EXERCISE: How many lines within the records include the word "rope"? Only that number should be given.

RECORDS PROVIDED:
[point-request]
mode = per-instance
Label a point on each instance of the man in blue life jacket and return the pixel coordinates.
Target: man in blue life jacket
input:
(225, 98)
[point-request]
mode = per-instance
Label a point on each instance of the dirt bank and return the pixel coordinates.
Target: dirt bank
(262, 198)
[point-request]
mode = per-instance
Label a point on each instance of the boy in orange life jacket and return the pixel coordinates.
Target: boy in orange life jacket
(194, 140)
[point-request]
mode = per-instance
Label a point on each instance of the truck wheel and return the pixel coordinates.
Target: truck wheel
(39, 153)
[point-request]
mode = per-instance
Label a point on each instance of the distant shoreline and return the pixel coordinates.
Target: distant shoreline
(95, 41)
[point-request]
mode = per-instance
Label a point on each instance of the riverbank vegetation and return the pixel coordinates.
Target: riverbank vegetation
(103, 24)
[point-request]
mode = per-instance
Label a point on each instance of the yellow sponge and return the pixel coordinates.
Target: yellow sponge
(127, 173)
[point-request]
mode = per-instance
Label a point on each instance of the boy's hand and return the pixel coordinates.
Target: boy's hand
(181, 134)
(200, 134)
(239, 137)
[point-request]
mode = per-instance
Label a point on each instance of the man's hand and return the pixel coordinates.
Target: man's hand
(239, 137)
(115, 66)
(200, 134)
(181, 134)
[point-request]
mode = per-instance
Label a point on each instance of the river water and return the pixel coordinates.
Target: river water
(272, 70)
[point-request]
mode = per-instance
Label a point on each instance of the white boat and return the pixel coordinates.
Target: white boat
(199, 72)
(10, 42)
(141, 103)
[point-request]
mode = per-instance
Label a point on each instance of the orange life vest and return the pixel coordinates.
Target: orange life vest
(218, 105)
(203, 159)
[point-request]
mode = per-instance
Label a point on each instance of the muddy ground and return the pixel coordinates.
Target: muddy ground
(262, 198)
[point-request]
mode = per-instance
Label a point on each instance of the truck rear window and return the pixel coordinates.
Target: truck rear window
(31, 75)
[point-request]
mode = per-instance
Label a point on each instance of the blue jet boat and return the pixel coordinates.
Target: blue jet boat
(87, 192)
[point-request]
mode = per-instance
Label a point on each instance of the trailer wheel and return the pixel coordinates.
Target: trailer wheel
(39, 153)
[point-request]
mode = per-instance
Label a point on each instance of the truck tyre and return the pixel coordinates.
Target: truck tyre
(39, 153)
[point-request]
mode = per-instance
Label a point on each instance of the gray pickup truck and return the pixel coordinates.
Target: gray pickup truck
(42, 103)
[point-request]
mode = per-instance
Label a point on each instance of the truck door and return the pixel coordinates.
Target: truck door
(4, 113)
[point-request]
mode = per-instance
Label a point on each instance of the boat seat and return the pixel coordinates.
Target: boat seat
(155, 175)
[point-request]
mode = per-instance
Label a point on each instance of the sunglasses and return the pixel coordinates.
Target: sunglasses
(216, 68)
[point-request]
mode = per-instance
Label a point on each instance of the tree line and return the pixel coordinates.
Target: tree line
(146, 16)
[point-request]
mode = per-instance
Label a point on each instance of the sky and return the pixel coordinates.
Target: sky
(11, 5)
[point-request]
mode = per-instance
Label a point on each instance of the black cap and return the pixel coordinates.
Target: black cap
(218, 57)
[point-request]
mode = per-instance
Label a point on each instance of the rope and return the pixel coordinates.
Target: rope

SOLUTION FOR THIS TASK: 2